• _Exercise description_
Reproduce the passage of the ramp safety text that begins with "Contact between aircraft" and continues through "benefit of all.".

• _Document_
※ ※ ※

The quality of ground operations staff training at FBOs and business aviation handling agents across the globe varies greatly, with some organizations using NATA Safety 1st or similar dedicated programs while others rely on in-house developed systems, some of which are not up to the job and often suffer from insufficient oversight.
Safety Management Systems (SMS) can see just as much diversity in the sector.
The consequences of a training program or SMS which is under resourced or treated as an annoying requirement to be left to the safety/training manager alone are, quite frankly, dire. Safety failures on the ramp can cause serious injury and even death. In terms of physical damage to aircraft such failures can cost many millions of dollars even for what seem to be a minor incident, just ask your aviation insurance agent.
Contact between aircraft and ground service equipment accounts for more than 80% of ramp incidents. Unsurprisingly, ineffective communication is at the heart of most incidents. Without a robust training program with follow-on recurrent training and a suitable, evolving SMS, effective communications on the ramp will not exist and accidents will invariably happen, given time.
Safety must be rooted in a culture that starts at the very top of an organization. It is very much in the interest of Accountable Managers (AKA Accountable Executives) to understand that safety is an investment, not a cost! Taking a proactive stance on the subject can allow an Accountable Manager to energise his/her team with the enthusiasm to approach joining up effective training and SMS implementation for the benefit of all.
Here are a few misconceptions that prevail on ramp safety:
- Once the ramp crew has been trained, the job is done.
- Ramp training is only for the ramp crew.
- Safety oversight lies with training manager only.

※ ※ ※

• _Items_
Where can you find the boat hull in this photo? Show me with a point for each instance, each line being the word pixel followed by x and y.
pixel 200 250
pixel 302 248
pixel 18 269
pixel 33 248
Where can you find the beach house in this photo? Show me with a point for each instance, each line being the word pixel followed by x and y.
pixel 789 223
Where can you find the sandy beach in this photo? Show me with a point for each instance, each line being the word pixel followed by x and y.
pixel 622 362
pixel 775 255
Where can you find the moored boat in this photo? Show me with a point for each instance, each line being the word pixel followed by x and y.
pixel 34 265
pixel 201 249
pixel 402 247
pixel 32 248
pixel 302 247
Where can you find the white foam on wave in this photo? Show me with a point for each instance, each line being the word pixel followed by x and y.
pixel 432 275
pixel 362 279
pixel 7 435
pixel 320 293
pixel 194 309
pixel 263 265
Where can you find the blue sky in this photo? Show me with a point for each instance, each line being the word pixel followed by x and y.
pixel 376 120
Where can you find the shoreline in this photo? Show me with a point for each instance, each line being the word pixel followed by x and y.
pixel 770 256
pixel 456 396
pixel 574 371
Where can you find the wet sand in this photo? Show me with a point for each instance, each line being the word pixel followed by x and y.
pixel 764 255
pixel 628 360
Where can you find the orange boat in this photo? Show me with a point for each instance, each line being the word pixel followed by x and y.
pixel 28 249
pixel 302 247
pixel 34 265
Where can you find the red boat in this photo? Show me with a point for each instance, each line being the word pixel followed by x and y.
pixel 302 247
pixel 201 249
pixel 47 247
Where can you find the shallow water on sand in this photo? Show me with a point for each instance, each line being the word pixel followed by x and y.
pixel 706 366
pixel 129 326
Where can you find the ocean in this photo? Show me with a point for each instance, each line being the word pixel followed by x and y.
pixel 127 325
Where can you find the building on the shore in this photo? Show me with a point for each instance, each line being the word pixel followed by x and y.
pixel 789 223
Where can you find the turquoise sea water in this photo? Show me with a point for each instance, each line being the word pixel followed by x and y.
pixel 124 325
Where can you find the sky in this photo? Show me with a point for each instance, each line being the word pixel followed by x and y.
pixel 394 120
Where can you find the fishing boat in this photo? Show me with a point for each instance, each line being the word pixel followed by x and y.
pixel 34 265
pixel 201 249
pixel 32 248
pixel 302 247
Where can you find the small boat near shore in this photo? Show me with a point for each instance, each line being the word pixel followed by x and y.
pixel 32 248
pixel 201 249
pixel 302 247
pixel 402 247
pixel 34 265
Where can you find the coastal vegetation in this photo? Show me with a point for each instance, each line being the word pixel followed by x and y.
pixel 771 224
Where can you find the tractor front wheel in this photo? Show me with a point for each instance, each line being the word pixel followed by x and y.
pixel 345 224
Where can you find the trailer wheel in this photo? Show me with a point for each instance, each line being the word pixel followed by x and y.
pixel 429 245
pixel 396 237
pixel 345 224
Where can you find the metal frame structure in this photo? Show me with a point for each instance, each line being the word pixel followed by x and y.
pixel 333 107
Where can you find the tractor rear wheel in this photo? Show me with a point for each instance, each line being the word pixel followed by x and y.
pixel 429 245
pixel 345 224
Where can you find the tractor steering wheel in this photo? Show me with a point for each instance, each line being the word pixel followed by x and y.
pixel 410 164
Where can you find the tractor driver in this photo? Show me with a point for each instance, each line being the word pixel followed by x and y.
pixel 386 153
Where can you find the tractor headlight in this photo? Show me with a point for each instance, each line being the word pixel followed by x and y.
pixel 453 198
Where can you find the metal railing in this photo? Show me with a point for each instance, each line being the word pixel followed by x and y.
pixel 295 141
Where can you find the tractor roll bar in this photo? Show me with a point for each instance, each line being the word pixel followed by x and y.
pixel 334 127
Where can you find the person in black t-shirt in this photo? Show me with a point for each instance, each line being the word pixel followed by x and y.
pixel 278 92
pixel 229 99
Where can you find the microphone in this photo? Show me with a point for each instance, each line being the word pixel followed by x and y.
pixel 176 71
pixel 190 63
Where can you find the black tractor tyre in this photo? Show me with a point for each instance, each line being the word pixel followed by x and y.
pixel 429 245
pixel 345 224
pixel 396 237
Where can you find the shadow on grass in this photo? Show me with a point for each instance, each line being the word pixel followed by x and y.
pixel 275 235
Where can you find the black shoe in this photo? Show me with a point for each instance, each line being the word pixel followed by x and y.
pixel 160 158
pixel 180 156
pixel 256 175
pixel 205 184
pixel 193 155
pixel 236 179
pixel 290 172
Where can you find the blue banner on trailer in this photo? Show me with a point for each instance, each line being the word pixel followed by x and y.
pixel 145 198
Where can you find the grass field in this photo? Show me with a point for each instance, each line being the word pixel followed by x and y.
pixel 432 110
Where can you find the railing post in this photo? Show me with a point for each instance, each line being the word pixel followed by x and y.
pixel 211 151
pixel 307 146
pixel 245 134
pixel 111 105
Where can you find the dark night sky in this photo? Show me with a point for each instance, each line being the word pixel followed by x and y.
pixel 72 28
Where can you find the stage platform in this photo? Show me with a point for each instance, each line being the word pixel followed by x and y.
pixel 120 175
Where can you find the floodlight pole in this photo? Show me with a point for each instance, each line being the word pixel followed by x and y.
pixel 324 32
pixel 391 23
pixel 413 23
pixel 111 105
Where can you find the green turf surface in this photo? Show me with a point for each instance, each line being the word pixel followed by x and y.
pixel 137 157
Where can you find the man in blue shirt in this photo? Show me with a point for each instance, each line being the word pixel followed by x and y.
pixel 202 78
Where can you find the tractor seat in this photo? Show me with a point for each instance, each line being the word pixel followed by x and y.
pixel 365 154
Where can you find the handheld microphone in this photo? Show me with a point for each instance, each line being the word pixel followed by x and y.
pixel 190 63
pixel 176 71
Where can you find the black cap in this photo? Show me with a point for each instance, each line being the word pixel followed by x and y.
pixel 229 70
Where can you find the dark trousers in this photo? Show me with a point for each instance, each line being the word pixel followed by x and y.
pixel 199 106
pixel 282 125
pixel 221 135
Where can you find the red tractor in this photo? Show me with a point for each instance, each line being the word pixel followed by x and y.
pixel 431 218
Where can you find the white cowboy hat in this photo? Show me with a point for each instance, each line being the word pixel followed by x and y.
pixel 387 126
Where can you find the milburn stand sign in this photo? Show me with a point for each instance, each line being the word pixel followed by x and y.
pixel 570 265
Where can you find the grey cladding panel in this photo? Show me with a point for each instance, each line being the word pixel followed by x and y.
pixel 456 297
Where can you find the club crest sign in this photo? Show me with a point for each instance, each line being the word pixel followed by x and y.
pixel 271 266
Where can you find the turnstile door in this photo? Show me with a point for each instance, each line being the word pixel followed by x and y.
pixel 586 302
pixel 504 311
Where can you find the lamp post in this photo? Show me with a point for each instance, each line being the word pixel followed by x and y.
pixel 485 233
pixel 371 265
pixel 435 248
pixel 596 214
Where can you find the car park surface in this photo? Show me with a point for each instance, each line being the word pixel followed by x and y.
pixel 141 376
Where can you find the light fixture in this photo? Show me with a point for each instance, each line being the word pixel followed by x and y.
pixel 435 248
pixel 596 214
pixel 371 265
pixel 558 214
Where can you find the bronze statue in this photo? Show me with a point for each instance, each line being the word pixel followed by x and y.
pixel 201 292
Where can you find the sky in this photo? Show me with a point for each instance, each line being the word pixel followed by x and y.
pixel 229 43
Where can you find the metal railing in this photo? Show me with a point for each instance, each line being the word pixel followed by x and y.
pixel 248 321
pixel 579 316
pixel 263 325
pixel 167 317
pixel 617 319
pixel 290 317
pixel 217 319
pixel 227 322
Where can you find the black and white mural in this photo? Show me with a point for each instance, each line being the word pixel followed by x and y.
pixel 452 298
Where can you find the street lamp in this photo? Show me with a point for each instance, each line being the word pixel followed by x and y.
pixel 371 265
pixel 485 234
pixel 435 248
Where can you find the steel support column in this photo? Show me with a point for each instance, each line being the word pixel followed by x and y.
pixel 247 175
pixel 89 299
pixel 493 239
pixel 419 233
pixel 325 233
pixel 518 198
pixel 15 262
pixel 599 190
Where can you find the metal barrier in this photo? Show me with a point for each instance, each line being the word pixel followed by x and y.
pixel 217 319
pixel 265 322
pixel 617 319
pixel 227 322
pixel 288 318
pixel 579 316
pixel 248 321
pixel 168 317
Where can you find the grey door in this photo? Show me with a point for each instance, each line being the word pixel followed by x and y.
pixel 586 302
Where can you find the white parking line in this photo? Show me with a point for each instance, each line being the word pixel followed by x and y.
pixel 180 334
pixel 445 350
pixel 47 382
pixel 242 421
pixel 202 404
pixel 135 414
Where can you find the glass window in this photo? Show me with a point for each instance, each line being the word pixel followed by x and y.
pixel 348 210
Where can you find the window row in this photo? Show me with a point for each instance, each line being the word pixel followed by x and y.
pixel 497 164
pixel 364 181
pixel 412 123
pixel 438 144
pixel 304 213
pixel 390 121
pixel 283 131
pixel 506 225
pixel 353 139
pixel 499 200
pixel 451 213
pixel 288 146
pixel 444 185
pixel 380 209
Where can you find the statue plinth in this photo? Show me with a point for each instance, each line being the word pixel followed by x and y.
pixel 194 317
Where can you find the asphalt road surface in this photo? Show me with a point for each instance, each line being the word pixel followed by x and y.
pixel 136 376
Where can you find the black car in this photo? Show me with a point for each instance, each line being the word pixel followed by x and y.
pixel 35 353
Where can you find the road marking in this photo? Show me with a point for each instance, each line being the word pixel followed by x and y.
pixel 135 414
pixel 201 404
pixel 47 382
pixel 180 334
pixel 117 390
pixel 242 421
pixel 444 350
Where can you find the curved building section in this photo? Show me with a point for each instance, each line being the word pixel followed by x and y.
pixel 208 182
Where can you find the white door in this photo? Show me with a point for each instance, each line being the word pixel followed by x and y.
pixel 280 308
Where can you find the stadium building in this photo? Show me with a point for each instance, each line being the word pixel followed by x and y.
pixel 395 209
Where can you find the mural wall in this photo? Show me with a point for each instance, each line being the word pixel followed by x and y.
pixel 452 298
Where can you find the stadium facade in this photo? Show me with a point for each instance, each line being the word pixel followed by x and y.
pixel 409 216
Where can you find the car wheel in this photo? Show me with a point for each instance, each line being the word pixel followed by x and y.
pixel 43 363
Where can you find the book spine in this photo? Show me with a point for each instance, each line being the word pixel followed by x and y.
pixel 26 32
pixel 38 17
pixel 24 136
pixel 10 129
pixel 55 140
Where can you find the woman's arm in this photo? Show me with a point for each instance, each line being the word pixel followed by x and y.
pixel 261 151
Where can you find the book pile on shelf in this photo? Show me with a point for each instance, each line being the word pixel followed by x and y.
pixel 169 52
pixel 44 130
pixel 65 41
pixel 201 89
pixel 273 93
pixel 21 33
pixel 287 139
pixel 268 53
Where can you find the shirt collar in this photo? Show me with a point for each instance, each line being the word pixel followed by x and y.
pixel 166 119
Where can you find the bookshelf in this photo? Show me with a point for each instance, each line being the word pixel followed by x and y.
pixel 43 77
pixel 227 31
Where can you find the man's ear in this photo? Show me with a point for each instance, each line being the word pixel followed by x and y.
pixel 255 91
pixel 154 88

※ ※ ※

• _Answer to this problem_
Contact between aircraft and ground service equipment accounts for more than 80% of ramp incidents. Unsurprisingly, ineffective communication is at the heart of most incidents. Without a robust training program with follow-on recurrent training and a suitable, evolving SMS, effective communications on the ramp will not exist and accidents will invariably happen, given time.
Safety must be rooted in a culture that starts at the very top of an organization. It is very much in the interest of Accountable Managers (AKA Accountable Executives) to understand that safety is an investment, not a cost! Taking a proactive stance on the subject can allow an Accountable Manager to energise his/her team with the enthusiasm to approach joining up effective training and SMS implementation for the benefit of all.